A mesma informação foi dada por Igor Nedeski, manager de competições da IESF. Procurado pela reportagem, Nedeski confirmou tanto que foi questionado pelas brasileiros, como também que a federação internacional não deu ordem alguma e complementou que "a federação possui o direito de escolher quem representa o seu país".
Já a versão de erro na publicação foi revelada à redação por Fabiano "FHC" Heidrich, CEO da Storm.
"A CBDEL fez a publicação com a data final da seletiva errada. Montei o time e fui fazer a inscrição, dentro do prazo que eles publicaram quando me informaram que a seletiva já tinha ocorrido. Na realidade nem seletiva teve pois só tinha um time inscrito. Como havia uma data anunciada na rede social eu cobrei deles que a data anunciada fosse cumprida já que já tínhamos montado um time só para essa seletiva. Eles discutiram internamente e resolveram, em função do erro da publicação, fazer uma nova seletiva", disse.

◆ **TAREFAS**
1: Resuma em duas frases o trecho sobre a seletiva da CBDEL.
2: Continue o trecho sobre a seletiva da CBDEL a partir do ponto em que ele termina.

◆ **REGISTROS DO CONJUNTO**
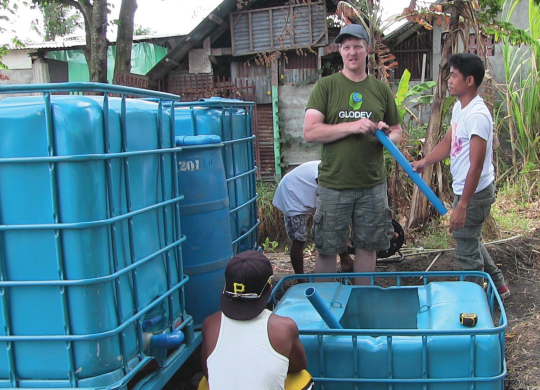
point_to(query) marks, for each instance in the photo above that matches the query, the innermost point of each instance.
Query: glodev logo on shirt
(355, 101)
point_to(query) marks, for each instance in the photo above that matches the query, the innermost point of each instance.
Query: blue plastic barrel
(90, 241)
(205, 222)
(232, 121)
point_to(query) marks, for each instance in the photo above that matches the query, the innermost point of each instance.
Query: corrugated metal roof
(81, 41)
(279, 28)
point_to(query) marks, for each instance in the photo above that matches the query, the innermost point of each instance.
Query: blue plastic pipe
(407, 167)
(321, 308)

◆ **RESPOSTAS POR TAREFA**
1: Igor Nedeski, manager de competições da IESF, confirmou que foi questionado e que a federação internacional não deu ordem alguma, acrescentando que a federação tem o direito de escolher quem representa o seu país. Fabiano "FHC" Heidrich, CEO da Storm, relatou que a CBDEL publicou a data final da seletiva errada, que havia só um time inscrito e que, depois de ele cobrar o cumprimento da data anunciada, a entidade decidiu fazer uma nova seletiva por causa do erro.

2:
"Após a minha reclamação eles tiveram reuniões internas para decidirem o que iriam fazer. Se consultaram a IESF ou não, não sei te responder. Apenas afirmei junto a CBDEL que eu entendia que esse erro estava prejudicando muita gente, não apenas o meu time já que imaginei que outras equipes também estavam esperando a data anunciada para fazerem suas inscrições", completou.
Quando questionado sobre quem informou a Storm sobre o erro na publicação, FHC disse que conversou com a entidade, "pelo que se lembra", por "um dos grupos deles".
"A CBDEL tem vários grupos, mas não lembro exatamente em qual grupo foi ou quem me respondeu sobre o erro. Como minha manager geral da Storm assumiu esses tipo de contato acabei saindo de todos os grupos", disse.
O CEO da Storm garantiu saber que Jennifer Souza "exercia (ou exerce) algum cargo na CBDEL.
"Até onde sei, (o cargo) não era ligado ao PUBG e, até onde eu sei, não era ligado ao CS, pois o responsável pelo CS é o Ulisses Witter. Mas qual exatamente a função dela na CBDEL eu realmente não sei", disse. Ele também afirmou que é a própria Souza que o avisa sobre os prazos de inscrições da confederação brasileira.
"Sim, sempre quem me avisa dos prazos de inscrições na CBDEL, ou em qualquer outra entidade pela qual vamos jogar um ou outro campeonato, é ela, já que essa é a função do manager. Eu ficaria muito chateado com ela se não me avisasse sobre oportunidades para a organização, você não concorda com isso?", disse.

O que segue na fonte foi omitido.